## [PASSAGE SHOWN]
****

Impact of the interventions
We utilized a linear mixed models analysis to permit inclusion of all of the data. Table 2 shows model-predicted baseline and end-of-study values for patients who saw residents in the different intervention arms; the values are shown adjusted for differences in age, sex, race, BMI, known duration of diabetes, length of follow-up, clustering, and number of medical clinic and diabetes clinic visits (it was not possible to exclude the option of visits to the latter clinic). During the study, improvement of A1C with feedback + reminders (0.6%) was significantly greater than in the control group (0.2%, P < 0.02). A1C also improved significantly with both feedback only (−0.4%) and reminders only (−0.3%), but end-of-study values in these groups were not significantly different from the control group. sBP also improved significantly with both feedback + reminders (−3.4 mmHg) and feedback only (−3.2), but did not change significantly with either reminders only (+1.2) or in the control arm (−2.4). LDL cholesterol improved significantly with all of the intervention arms, but the change was greatest with the feedback + reminders arm (−18 mg/dl).

****

## [DATASET RECORDS]
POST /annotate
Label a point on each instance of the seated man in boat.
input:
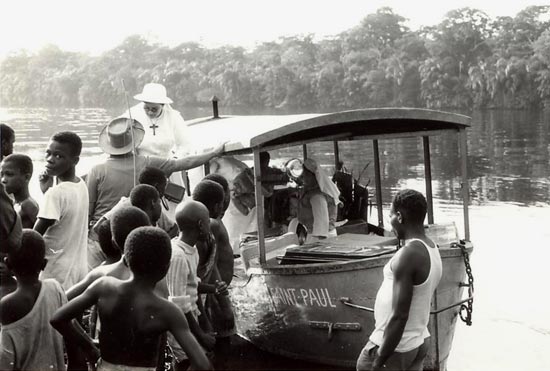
(317, 202)
(402, 307)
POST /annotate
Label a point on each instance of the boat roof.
(243, 133)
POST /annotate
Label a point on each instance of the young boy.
(218, 307)
(16, 172)
(133, 317)
(112, 253)
(28, 342)
(63, 215)
(147, 198)
(194, 223)
(123, 221)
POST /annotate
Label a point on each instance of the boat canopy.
(243, 133)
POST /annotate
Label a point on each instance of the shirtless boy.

****

## [INSTRUCTIONS TO FOLLOW]
Rewrite the paragraph beginning "We utilized a linear mixed models analysis" from the passage on the impact of the interventions as a short bulleted list, keeping its main findings.

## [ANSWER FOR THE TASK]
- A linear mixed models analysis was used so that all of the data could be included.
- Table 2 gives model-predicted baseline and end-of-study values for each intervention arm. These are adjusted for age, sex, race, BMI, known duration of diabetes, length of follow-up, clustering, and the number of medical clinic and diabetes clinic visits.
- A1C: Feedback + reminders improved it by 0.6%, significantly more than the control group's 0.2% (P < 0.02). Feedback only (−0.4%) and reminders only (−0.3%) also improved it significantly, but their end-of-study values did not differ significantly from control.
- sBP: It improved significantly with feedback + reminders (−3.4 mmHg) and feedback only (−3.2). It did not change significantly with reminders only (+1.2) or in the control arm (−2.4).
- LDL cholesterol: It improved significantly in all intervention arms, most with feedback + reminders (−18 mg/dl).